Given text
Calculate MseLoss over 2 tensors - errors

Hi, I’m trying to calculate MseLoss between 2 tensors of size torch.Size([64]),torch.Size([64]) as follows:

criterion = nn.MSELoss(reduction = 'sum')
  
    for epoch in range(5):
        total_loss = 0
        n_batches =0
    for batch_idx, data in enumerate(train_dataloader):
        
        s1, s2, labels, s1_length, s2_length = data
        optimizer.zero_grad()
        outputs, att1, att2 = model(s1,s2,s1_length,s2_length)
        print(outputs.shape) #torch.Size([64])
        print(labels.shape) #torch.Size([64])
        loss = criterion(outputs,labels) + pen_s1 + pen_s2
        print(loss)
        loss.backward()

I keep getting this error : grad can be implicitly created only for scalar outputs , despite giving the reduction = sum argument inside nn.MSELoss. Could someone tell me where am I going wrong with this?

This line makes me wonder:

loss = criterion(outputs,labels) + pen_s1 + pen_s2

Could you elaborate on pen_s1 and pen_s2?

I’m asking about this as loss.backward() works if loss contains single element and here something happens :wink:

Does loss.sum().backward() work?

1 Like

Hey, turns out my pen_s1 implementation was returning a matrix instead of the scalar output. It worked when I used pen_s1.mean()

Thanks for the reply, made me look again!

1 Like

Given request 1
Please reproduce word for word the records starting with the line that contains "If you could point out the car windshield" and going on through the last line of the records.

Provided information
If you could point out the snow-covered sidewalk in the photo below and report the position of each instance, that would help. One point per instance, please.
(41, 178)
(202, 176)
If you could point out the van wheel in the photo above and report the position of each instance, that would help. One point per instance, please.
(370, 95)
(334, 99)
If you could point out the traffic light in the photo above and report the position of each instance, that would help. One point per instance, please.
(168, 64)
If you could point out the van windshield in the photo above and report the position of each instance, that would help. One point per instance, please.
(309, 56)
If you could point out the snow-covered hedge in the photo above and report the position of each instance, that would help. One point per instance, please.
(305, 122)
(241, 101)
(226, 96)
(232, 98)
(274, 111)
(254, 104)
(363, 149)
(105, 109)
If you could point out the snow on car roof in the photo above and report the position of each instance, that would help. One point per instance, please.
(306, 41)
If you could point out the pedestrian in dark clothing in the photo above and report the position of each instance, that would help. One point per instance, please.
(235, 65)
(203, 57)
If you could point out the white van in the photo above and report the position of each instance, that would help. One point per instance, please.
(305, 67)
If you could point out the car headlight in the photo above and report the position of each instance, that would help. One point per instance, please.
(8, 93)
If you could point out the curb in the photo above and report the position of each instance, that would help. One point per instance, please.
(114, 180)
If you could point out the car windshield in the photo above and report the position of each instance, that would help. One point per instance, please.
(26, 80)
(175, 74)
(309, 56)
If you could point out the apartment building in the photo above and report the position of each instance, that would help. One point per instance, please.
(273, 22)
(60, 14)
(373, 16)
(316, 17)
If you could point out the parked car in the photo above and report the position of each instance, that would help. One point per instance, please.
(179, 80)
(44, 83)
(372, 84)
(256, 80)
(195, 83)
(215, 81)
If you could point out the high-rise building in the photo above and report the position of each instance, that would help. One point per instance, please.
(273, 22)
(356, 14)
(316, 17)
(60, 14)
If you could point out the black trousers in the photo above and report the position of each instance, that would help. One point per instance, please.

Given request 2
Condense the paragraph in the forum thread that begins "I keep getting this error," keeping its main facts.

Complete answer 1
If you could point out the car windshield in the photo above and report the position of each instance, that would help. One point per instance, please.
(26, 80)
(175, 74)
(309, 56)
If you could point out the apartment building in the photo above and report the position of each instance, that would help. One point per instance, please.
(273, 22)
(60, 14)
(373, 16)
(316, 17)
If you could point out the parked car in the photo above and report the position of each instance, that would help. One point per instance, please.
(179, 80)
(44, 83)
(372, 84)
(256, 80)
(195, 83)
(215, 81)
If you could point out the high-rise building in the photo above and report the position of each instance, that would help. One point per instance, please.
(273, 22)
(356, 14)
(316, 17)
(60, 14)
If you could point out the black trousers in the photo above and report the position of each instance, that would help. One point per instance, please.

Complete answer 2
The error "grad can be implicitly created only for scalar outputs" keeps appearing even though reduction = sum is passed to nn.MSELoss. The poster asks where the mistake lies.